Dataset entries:

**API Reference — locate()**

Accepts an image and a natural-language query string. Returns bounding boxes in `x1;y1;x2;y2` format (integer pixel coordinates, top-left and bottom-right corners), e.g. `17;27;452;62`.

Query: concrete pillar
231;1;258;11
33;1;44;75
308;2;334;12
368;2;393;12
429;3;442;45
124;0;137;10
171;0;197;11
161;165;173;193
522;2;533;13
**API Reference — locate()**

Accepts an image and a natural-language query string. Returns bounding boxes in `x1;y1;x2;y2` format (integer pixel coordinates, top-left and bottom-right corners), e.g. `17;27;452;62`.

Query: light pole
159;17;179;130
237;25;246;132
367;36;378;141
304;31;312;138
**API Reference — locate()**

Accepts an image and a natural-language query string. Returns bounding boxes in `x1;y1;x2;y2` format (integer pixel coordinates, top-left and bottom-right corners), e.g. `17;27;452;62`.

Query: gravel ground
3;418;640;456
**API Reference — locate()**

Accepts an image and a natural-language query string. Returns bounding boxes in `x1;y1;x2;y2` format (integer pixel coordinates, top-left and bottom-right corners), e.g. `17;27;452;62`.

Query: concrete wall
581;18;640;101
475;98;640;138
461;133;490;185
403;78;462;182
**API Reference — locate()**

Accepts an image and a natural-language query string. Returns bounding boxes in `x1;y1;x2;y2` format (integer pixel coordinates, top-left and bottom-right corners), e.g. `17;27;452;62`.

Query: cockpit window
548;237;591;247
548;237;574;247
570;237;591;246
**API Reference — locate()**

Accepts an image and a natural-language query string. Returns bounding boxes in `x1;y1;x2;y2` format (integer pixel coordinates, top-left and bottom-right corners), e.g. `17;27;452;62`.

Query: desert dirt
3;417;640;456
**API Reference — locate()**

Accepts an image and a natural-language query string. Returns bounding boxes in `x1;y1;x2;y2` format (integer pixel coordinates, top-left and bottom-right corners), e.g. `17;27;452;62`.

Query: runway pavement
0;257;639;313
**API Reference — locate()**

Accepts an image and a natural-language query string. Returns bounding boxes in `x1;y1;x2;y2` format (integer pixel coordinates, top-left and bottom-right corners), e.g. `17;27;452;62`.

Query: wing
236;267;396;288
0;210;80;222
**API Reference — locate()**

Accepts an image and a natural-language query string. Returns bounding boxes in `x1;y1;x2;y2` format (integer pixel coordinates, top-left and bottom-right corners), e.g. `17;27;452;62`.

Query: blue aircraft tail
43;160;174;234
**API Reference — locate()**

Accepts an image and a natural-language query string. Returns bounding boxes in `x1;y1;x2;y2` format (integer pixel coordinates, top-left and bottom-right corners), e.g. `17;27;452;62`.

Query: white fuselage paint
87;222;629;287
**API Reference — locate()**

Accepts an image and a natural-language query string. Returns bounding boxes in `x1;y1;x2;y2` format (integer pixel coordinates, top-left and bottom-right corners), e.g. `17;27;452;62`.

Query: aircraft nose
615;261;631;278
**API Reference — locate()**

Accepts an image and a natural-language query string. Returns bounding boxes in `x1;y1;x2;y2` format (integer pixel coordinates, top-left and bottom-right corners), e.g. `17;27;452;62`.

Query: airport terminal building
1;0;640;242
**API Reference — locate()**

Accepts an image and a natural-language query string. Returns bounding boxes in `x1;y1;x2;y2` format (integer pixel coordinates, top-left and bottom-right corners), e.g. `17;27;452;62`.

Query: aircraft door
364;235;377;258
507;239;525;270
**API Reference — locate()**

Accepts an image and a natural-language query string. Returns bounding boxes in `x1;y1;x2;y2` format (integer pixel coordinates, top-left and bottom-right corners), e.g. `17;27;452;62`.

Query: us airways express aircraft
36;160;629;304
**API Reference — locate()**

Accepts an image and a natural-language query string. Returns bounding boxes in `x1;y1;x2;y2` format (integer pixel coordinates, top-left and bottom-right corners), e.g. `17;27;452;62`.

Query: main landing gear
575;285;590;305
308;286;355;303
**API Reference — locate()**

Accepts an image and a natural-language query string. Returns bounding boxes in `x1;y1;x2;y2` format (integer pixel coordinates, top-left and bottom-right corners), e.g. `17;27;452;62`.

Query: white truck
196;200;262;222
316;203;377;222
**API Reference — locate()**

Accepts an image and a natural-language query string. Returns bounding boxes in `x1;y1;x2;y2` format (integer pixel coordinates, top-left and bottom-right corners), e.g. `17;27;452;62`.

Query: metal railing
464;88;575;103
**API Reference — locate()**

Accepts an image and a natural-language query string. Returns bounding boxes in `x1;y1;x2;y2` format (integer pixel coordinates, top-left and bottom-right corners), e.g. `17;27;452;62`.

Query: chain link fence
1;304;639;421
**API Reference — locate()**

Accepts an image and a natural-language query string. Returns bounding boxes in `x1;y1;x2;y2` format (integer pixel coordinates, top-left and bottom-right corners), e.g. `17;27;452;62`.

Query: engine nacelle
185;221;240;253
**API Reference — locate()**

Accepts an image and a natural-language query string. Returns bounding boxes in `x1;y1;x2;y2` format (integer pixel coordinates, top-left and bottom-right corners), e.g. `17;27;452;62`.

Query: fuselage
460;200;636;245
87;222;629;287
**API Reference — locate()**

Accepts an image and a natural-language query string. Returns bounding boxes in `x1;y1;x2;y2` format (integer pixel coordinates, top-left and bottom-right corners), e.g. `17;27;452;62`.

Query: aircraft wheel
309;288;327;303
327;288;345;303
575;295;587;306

**The task:** Every entry is to be restated word for word, with nothing dropped.

**Answer to the exercise:**
**API Reference — locate()**

Accepts an image and a natural-language query string. Returns bounding boxes in `x1;y1;x2;y2` format (integer pixel coordinates, top-left and bottom-right corners), e.g. `17;27;452;62`.

Query: concrete pillar
231;1;258;11
33;1;44;75
308;2;334;12
368;2;393;12
429;3;442;45
124;0;137;10
171;0;197;11
161;165;173;193
522;2;533;13
**API Reference — locate()**

Accepts an image and a natural-language query string. Returns bounding boxes in `x1;y1;x2;y2` format (integer pixel coordinates, top-left and bottom-right corners), e.g. `17;27;452;62`.

Query: light pole
159;17;179;130
237;25;246;132
367;36;378;141
304;31;312;138
**API Reference — locate()**

Accepts an image and a natural-language query string. Returns bounding boxes in `x1;y1;x2;y2` format (integer pixel coordinates, top-left and bottom-right corners), e.g. `17;27;452;62`.

Query: gravel ground
3;418;640;456
**API Reference — locate()**

Accepts an image and a natural-language query string. Returns bounding boxes in `x1;y1;x2;y2` format (integer pixel coordinates, top-left and bottom-right corners), e.g. `17;27;452;62`.

Query: concrete wall
581;18;640;101
475;98;640;138
461;133;490;185
403;78;462;182
**API Reference — locate()**

Accepts an image and a natural-language query string. Returns bounding boxes in `x1;y1;x2;y2` format (integer pixel coordinates, top-left and bottom-right corners), e.g. `17;27;452;62`.

Query: cockpit window
548;237;591;247
548;237;574;247
570;237;591;246
**API Reference — locate()**

Accepts an image and a natural-language query string. Returns bounding boxes in `x1;y1;x2;y2` format (integer pixel coordinates, top-left and bottom-right corners), e.g. `17;27;452;62`.

Query: desert dirt
3;417;640;456
**API Reference — locate()**

Accepts an image and a natural-language query string. Returns bounding boxes in `x1;y1;x2;y2` format (integer pixel coordinates, top-left and bottom-right corners), e.g. `17;27;452;62`.

Query: runway pavement
0;257;639;313
**API Reference — locate()**

Accepts an image and a natural-language query string. Returns bounding boxes in `x1;y1;x2;y2` format (integer pixel coordinates, top-left and bottom-right corners), e.g. `17;27;452;62`.

Query: wing
236;267;396;288
0;210;80;222
**API Reference — locate()**

Accepts an image and a natural-language query string. Returns bounding boxes in `x1;y1;x2;y2` format (integer pixel coordinates, top-left and bottom-right corners), e.g. `17;27;452;62`.

Query: blue aircraft tail
43;160;174;234
**API Reference — locate()**

Accepts an image and a natural-language query string. Returns bounding boxes in `x1;y1;x2;y2` format (integer pixel coordinates, top-left and bottom-right corners), e.g. `17;27;452;62`.

Query: white fuselage paint
87;222;629;287
**API Reference — locate()**

Accepts an image and a natural-language query string. Returns bounding boxes in `x1;y1;x2;y2` format (integer pixel coordinates, top-left and bottom-right corners), e.g. `17;27;452;62`.

Query: aircraft nose
615;261;631;278
**API Reference — locate()**

Accepts an image and a natural-language query string. Returns bounding boxes in `x1;y1;x2;y2` format (integer pixel coordinates, top-left and bottom-right corners), e.g. `17;27;452;62`.

Query: airport terminal building
1;0;640;242
**API Reference — locate()**

Accepts an image and a natural-language query string. Returns bounding boxes in `x1;y1;x2;y2` format (integer pixel coordinates, top-left and bottom-right corners), e.g. `17;27;452;62`.

Query: aircraft door
364;235;377;258
507;239;525;270
**API Reference — locate()**

Accepts an image and a natural-language query string. Returns bounding boxes in `x1;y1;x2;y2` format (integer pixel coordinates, top-left and bottom-right corners), e.g. `17;27;452;62`.

Query: us airways express aircraft
36;160;629;304
**API Reference — locate()**

Accepts an image and a natural-language query string. Returns bounding boxes in `x1;y1;x2;y2` format (integer pixel coordinates, top-left and bottom-right corners), e.g. `17;27;452;62`.

Query: main landing gear
575;285;590;305
308;286;355;303
**API Reference — locate()**

Accepts an image and a natural-language query string. Returns bounding boxes in `x1;y1;x2;y2` format (integer pixel coordinates, top-left and bottom-right corners), e.g. `17;27;452;62`.

Query: white truck
196;200;262;222
316;203;377;222
**API Reference — locate()**

Accepts an image and a natural-language query string. Returns bounding boxes in `x1;y1;x2;y2` format (integer pixel coordinates, top-left and bottom-right corners), e.g. `17;27;452;62`.

Query: metal railing
464;88;575;103
**API Reference — locate()**

Accepts an image and a natural-language query string. Returns bounding boxes in `x1;y1;x2;y2` format (integer pixel coordinates, top-left and bottom-right corners), e.g. `17;27;452;62`.

Query: chain link fence
1;304;639;421
**API Reference — locate()**

Accepts an image and a natural-language query string. Returns bounding boxes in `x1;y1;x2;y2` format (integer pixel coordinates, top-left and bottom-right corners), e.g. `17;27;452;62`.

Query: engine nacelle
185;221;240;253
**API Reference — locate()**

Accepts an image and a natural-language query string. Returns bounding boxes in `x1;y1;x2;y2` format (integer pixel coordinates, top-left and bottom-right corners), e.g. `17;27;452;62`.

Query: fuselage
460;200;636;245
87;222;629;287
**API Reference — locate()**

Accepts an image and a natural-language query string. Returns bounding boxes in `x1;y1;x2;y2` format (integer pixel coordinates, top-left and bottom-right corners), e.g. `17;27;452;62`.

Query: aircraft wheel
309;288;327;303
327;288;345;303
575;295;587;306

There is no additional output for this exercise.